══ STUDY MATERIAL

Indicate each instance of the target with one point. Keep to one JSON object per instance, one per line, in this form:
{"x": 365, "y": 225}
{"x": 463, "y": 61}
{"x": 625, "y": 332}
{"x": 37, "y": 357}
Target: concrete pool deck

════

WHAT YOU WILL DO |
Copy out the records above exactly and completely.

SOLUTION TO THE PROBLEM |
Indicate each instance of the target with one point. Keep to one JSON object per instance, one per line, in this form:
{"x": 365, "y": 225}
{"x": 463, "y": 61}
{"x": 625, "y": 332}
{"x": 37, "y": 357}
Target: concrete pool deck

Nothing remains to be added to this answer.